**EXCERPTED TEXT**
1. An engineered phenylalanine ammonia-lyase (PAL) enzyme comprising a mutation relative to a wild-type PAL enzyme, wherein the mutation is at a position corresponding to residue 112 of SEQ ID NO: 28, and wherein the engineered PAL enzyme has increased TAL activity relative to the wild-type PAL enzyme.
2. The engineered PAL enzyme of claim 1, wherein the mutation is a serine to isoleucine mutation, a serine to valine mutation, or a serine to threonine mutation.
3. The engineered PAL enzyme of claim 1, further comprising a second mutation relative to the wild-type PAL enzyme, wherein the second mutation is at a position corresponding to residue 140 of SEQ ID NO: 28.
4. The engineered PAL enzyme of claim 3, wherein the second mutation is a phenylalanine to histidine mutation.
5. The engineered PAL enzyme of claim 1, wherein the wild-type PAL enzyme comprises a sequence selected from SEQ ID NO: 28-143 or a sequence having at least 90% identity to one of SEQ ID NO: 28-143.
6. The engineered PAL enzyme of claim 5, wherein the wild-type PAL enzyme comprises SEQ ID NO: 28 (JaPAL) or SEQ ID NO: 144 (AtPAL1).
7. The engineered PAL enzyme of claim 6, wherein the engineered PAL enzyme comprises SEQ ID NO: 145 (JaPALF140H_S112I), SEQ ID NO: 146 (AtPAL1F144H_S116I), a sequence having at least 90% identity to SEQ ID NO: 145, or a sequence having at least 90% identity to SEQ ID NO: 146.
8. The engineered PAL enzyme of claim 1, wherein the engineered PAL enzyme further comprises at least one additional mutation relative to the wild-type enzyme at a position corresponding to residue 102, 121, 138, 267, 444, 448, or 500 of SEQ ID NO: 28.
9. A polynucleotide encoding the engineered PAL enzyme of claim 1.
10. A construct comprising a promoter operably linked to the polynucleotide of claim 9.
11. A vector comprising the polynucleotide of claim 9.
12. A cell comprising the polynucleotide of claim 9.
13. A seed comprising the polynucleotide of claim 9.
14. A plant comprising the engineered PAL enzyme of claim 1.
15. The plant of claim 14, wherein the plant:
a) produces a greater quantity of lignin as compared to a control plant;
b) produces a greater quantity of phenylpropanoid-derived compounds as compared to a control plant; and/or
c) assimilates a greater quantity of carbon dioxide (CO2) as compared to a control plant.
16. The plant of claim 14, wherein the plant is a non-grass land plant.

**DATA SECTION**
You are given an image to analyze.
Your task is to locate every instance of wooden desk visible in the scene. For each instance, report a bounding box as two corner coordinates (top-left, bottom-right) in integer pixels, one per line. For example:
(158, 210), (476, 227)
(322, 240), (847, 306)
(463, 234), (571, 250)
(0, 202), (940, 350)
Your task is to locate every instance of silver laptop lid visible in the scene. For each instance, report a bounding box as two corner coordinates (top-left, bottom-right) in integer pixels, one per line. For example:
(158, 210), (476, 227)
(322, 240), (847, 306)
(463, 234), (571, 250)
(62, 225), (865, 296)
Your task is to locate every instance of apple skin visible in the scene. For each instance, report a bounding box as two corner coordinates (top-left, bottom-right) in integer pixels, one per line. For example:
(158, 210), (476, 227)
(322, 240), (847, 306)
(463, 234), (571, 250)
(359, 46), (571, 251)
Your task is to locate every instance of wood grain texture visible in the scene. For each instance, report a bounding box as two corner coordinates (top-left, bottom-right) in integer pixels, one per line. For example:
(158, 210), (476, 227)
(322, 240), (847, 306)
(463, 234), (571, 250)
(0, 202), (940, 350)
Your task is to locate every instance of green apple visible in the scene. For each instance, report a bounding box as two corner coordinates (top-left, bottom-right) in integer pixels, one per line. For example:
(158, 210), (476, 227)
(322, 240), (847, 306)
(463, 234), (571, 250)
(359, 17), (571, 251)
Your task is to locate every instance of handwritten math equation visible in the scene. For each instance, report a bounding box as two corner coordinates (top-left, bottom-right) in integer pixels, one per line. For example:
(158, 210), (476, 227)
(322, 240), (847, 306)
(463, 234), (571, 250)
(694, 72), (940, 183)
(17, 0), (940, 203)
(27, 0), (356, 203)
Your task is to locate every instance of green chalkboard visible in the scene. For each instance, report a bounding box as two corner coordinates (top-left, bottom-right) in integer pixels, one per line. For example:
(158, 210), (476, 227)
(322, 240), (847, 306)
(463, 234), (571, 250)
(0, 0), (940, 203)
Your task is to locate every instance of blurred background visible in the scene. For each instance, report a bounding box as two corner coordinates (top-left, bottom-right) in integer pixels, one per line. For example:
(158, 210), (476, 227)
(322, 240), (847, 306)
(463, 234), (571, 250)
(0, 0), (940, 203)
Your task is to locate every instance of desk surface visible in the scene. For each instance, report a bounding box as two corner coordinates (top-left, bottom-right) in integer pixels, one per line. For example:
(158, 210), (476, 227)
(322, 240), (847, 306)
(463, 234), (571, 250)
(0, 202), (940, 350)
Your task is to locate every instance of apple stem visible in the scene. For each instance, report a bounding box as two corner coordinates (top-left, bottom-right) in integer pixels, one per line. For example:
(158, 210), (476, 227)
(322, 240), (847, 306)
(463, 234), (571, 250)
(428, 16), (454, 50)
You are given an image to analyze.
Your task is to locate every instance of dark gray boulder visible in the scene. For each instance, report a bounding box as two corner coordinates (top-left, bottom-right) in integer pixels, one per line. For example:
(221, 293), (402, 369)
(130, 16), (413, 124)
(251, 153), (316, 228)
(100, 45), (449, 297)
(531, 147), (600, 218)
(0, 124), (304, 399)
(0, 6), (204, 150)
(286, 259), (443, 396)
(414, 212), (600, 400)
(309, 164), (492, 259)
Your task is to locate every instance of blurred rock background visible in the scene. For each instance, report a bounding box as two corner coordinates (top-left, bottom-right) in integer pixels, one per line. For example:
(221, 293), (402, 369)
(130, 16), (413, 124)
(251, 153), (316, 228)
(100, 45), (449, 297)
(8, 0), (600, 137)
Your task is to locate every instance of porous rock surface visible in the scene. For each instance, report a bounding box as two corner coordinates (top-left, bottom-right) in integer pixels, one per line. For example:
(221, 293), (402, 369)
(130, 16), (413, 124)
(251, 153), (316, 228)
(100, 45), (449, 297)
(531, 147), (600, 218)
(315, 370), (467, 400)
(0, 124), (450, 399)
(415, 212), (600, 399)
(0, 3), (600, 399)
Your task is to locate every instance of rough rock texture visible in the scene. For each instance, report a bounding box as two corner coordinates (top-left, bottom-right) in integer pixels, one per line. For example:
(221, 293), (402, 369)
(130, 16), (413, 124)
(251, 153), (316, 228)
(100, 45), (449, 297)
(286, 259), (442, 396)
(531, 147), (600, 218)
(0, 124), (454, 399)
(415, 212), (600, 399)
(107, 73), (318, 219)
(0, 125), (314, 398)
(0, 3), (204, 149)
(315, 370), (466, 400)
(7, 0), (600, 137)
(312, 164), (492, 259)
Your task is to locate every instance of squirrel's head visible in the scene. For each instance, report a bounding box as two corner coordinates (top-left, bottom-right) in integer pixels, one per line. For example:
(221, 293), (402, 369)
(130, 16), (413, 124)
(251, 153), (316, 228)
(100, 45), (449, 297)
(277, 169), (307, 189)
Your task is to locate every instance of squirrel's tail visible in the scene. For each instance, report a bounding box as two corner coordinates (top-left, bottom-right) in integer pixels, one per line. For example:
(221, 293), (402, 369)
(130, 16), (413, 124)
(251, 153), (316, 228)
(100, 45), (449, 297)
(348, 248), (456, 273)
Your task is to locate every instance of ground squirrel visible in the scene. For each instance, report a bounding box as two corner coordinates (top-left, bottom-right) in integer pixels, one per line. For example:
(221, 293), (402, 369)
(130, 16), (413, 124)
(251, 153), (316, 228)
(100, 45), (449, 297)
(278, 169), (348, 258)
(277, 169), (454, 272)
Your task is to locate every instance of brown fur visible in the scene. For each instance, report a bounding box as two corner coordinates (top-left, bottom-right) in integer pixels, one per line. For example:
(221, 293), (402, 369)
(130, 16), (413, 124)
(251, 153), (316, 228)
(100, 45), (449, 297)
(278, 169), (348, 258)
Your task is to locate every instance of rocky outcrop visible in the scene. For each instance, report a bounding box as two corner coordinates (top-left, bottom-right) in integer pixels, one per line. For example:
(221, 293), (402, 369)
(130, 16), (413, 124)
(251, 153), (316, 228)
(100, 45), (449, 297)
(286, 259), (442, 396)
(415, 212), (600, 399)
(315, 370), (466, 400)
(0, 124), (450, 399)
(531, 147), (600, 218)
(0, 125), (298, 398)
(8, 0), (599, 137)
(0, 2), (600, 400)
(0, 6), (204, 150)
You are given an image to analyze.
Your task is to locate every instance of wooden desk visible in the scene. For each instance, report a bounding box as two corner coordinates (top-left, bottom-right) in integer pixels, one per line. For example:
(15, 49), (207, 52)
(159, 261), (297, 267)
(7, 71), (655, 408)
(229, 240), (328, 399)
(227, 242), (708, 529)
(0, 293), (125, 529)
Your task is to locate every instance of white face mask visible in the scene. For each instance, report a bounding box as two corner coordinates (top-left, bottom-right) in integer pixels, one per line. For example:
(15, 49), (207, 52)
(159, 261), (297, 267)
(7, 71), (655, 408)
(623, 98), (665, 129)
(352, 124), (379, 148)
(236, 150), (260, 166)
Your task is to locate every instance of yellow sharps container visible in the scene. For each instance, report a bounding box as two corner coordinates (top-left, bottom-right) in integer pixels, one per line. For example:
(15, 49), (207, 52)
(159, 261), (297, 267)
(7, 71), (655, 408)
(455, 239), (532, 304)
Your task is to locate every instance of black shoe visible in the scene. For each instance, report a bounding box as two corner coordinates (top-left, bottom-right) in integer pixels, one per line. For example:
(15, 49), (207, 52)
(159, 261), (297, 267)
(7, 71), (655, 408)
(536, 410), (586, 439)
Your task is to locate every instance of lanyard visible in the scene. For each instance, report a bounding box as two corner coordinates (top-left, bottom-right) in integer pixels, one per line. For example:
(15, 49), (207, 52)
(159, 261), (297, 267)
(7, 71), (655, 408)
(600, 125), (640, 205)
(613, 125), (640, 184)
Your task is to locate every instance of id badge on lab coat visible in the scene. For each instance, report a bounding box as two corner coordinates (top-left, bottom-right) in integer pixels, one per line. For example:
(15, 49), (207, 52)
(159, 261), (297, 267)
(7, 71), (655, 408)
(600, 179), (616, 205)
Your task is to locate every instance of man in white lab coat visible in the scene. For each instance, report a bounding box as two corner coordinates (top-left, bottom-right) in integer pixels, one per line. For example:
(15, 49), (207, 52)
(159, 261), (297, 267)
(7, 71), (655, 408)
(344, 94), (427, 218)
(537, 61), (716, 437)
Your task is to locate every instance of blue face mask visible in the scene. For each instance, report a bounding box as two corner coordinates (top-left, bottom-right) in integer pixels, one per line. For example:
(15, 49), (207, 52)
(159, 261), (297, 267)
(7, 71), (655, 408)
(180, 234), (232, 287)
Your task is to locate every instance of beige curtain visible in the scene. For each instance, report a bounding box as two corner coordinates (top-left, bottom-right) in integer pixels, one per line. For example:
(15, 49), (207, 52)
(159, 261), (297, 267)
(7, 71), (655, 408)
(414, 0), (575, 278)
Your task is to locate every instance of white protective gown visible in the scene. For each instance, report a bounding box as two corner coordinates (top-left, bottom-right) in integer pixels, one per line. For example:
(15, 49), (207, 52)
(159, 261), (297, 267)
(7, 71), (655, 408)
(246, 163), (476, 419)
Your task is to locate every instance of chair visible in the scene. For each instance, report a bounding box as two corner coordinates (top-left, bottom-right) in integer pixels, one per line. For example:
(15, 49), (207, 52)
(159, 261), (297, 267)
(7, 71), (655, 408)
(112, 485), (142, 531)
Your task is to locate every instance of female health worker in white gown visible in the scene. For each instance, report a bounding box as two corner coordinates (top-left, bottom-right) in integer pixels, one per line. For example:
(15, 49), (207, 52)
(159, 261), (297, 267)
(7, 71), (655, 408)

**TASK 1**
Decide whether each statement agrees with the PAL enzyme claims. For each, answer yes or no and quote the deciding words of the claims. (a) The second mutation in claim 3 is at a position corresponding to residue 140 of SEQ ID NO: 28. (b) Claim 2 lists a serine to alanine mutation as one of the options. (c) Claim 16 states that the plant is a grass.
**TASK 2**
Repeat the PAL enzyme claims word for word, from "9. A polynucleotide" up to and including "non-grass land plant.".

**TASK OUTPUT 1**
(a) Yes: "wherein the second mutation is at a position corresponding to residue 140 of SEQ ID NO: 28"
(b) No: "wherein the mutation is a serine to isoleucine mutation, a serine to valine mutation, or a serine to threonine mutation"
(c) No: "wherein the plant is a non-grass land plant"

**TASK OUTPUT 2**
9. A polynucleotide encoding the engineered PAL enzyme of claim 1.
10. A construct comprising a promoter operably linked to the polynucleotide of claim 9.
11. A vector comprising the polynucleotide of claim 9.
12. A cell comprising the polynucleotide of claim 9.
13. A seed comprising the polynucleotide of claim 9.
14. A plant comprising the engineered PAL enzyme of claim 1.
15. The plant of claim 14, wherein the plant:
a) produces a greater quantity of lignin as compared to a control plant;
b) produces a greater quantity of phenylpropanoid-derived compounds as compared to a control plant; and/or
c) assimilates a greater quantity of carbon dioxide (CO2) as compared to a control plant.
16. The plant of claim 14, wherein the plant is a non-grass land plant.